Instructions to follow: Identify, in the records below, every line where the string "loose" appears, and copy each such line.

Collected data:
------

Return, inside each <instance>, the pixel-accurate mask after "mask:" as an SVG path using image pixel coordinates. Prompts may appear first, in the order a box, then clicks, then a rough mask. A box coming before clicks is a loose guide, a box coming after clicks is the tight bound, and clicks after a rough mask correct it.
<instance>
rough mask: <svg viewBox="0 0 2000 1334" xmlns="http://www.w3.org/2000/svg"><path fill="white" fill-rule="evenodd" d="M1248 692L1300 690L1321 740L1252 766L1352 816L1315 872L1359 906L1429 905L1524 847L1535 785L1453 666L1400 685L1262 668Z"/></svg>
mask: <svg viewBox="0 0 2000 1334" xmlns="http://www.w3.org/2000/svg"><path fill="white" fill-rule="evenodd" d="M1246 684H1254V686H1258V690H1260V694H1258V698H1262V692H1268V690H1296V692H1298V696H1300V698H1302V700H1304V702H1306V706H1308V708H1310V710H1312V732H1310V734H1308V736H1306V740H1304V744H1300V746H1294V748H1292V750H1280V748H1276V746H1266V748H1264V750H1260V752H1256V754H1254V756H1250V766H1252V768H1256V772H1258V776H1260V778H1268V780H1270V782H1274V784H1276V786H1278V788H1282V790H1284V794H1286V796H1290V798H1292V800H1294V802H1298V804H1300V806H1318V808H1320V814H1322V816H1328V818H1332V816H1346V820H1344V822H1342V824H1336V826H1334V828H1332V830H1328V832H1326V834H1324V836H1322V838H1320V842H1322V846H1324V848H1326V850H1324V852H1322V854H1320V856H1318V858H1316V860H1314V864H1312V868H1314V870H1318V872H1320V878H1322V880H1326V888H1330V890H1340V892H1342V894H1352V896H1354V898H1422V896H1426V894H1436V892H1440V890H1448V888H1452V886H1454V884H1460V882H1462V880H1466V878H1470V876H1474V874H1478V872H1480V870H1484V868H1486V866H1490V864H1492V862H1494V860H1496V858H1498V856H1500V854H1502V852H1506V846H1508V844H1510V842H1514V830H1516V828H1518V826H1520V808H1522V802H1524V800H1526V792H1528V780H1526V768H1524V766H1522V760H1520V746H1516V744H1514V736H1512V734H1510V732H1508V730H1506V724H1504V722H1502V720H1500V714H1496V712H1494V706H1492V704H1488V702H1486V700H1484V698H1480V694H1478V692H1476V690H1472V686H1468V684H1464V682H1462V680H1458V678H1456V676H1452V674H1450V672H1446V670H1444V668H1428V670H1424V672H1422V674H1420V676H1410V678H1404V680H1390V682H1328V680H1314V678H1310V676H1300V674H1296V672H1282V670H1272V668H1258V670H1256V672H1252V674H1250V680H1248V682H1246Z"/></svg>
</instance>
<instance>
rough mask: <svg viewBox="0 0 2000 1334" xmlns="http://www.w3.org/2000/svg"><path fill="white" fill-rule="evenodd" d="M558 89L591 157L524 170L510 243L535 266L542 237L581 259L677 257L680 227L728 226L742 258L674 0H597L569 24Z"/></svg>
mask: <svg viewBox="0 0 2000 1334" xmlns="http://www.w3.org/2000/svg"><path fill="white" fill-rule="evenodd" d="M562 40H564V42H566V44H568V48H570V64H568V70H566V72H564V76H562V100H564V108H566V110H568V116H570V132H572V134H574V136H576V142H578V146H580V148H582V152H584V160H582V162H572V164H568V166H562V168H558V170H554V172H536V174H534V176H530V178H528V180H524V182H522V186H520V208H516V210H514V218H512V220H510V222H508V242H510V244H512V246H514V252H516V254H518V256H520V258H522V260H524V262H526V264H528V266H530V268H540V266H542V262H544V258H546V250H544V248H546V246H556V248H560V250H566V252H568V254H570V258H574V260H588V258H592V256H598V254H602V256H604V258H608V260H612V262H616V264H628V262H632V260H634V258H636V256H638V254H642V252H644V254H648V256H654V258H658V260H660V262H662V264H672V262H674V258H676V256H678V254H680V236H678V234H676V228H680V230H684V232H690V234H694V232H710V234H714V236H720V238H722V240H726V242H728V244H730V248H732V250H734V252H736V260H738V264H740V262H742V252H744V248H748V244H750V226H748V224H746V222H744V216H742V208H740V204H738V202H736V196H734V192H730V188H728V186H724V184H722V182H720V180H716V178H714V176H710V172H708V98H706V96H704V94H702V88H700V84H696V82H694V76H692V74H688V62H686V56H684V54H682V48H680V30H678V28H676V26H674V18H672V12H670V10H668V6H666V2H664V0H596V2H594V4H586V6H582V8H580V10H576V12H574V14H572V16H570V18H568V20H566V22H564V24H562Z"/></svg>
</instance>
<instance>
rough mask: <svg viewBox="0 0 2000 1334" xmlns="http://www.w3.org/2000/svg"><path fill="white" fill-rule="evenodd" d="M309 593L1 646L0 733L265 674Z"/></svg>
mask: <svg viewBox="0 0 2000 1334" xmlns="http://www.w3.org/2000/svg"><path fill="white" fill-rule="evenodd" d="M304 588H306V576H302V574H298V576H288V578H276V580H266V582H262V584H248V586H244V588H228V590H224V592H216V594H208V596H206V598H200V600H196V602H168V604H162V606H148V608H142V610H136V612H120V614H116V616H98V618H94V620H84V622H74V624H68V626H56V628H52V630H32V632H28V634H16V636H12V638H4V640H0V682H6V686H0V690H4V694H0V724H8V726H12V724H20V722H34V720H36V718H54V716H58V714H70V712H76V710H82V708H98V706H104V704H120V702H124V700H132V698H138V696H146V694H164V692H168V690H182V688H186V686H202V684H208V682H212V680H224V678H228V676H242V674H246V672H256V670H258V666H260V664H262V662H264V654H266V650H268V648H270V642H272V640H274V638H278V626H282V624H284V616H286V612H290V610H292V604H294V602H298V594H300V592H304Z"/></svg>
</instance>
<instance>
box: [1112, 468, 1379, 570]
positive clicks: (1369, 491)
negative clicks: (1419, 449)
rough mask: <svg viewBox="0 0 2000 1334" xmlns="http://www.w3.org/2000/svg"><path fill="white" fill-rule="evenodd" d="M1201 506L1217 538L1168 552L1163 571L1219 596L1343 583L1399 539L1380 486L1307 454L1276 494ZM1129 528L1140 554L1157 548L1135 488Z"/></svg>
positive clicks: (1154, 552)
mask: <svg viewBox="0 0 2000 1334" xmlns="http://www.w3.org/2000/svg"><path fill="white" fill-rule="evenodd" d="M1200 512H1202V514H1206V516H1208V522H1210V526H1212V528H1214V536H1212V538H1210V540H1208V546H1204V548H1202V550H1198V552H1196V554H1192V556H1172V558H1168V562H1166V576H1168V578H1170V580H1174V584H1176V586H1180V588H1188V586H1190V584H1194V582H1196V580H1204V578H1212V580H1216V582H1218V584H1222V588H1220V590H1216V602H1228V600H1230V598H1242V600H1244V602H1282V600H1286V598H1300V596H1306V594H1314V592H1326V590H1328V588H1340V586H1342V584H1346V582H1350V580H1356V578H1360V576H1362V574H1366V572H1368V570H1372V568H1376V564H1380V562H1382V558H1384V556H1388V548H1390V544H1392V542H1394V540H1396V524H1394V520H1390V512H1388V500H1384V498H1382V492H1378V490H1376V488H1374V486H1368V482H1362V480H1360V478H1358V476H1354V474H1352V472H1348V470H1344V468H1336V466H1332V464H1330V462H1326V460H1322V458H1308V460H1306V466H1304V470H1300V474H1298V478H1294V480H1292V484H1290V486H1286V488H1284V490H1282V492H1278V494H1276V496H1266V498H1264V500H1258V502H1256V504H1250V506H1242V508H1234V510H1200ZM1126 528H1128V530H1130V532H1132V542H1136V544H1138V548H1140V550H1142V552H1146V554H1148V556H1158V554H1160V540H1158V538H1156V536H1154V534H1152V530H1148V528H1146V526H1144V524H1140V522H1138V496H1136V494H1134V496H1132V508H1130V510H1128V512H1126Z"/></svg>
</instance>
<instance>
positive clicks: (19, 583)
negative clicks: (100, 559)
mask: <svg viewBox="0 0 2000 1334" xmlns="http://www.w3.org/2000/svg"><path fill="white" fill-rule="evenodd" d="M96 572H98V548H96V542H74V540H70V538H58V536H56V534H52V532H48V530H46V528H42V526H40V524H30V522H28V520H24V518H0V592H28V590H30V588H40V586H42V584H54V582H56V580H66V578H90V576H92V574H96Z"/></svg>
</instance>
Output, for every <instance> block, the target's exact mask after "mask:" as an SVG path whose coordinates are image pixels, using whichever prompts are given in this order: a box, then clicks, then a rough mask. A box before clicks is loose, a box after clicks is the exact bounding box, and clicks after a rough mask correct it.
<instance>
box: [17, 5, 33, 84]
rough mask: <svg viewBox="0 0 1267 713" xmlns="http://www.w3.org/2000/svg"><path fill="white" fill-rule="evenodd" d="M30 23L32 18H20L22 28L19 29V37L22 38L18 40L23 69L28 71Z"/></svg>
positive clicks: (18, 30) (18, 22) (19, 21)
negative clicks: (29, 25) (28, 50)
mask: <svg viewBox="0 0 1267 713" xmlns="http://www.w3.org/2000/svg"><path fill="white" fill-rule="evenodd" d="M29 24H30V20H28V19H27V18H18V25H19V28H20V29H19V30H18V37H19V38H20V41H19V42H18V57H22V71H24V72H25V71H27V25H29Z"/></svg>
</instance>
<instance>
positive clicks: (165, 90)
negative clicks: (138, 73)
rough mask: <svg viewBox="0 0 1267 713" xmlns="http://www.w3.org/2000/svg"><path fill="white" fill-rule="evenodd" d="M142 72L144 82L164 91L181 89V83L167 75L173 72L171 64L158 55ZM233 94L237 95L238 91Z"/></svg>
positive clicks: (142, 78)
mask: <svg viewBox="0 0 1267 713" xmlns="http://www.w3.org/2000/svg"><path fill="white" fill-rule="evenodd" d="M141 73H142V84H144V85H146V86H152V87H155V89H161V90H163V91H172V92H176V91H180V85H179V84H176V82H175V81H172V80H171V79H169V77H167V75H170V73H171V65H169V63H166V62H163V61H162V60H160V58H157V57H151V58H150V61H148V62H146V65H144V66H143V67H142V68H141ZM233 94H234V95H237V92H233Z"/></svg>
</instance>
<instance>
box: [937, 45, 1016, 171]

------

Reply to the exercise:
Return, inside each <instance>, the pixel-accurate mask after "mask:" as an SVG path using image pixel coordinates. Prompts may appear first, in the order a box, then clicks, then a rough mask. A box coming before clicks is a loose guide, a box coming after clicks is the tight bound, and clicks after a rough mask correct it.
Output, for every <instance> block, the target's exact mask after "mask:" as an SVG path whose coordinates are image pixels, using whichever prompts are given in this order: a box, then clicks, then a rough mask. A box before clicks is loose, a box after clicks is the exact bounding box, and clicks after a rough mask correct it.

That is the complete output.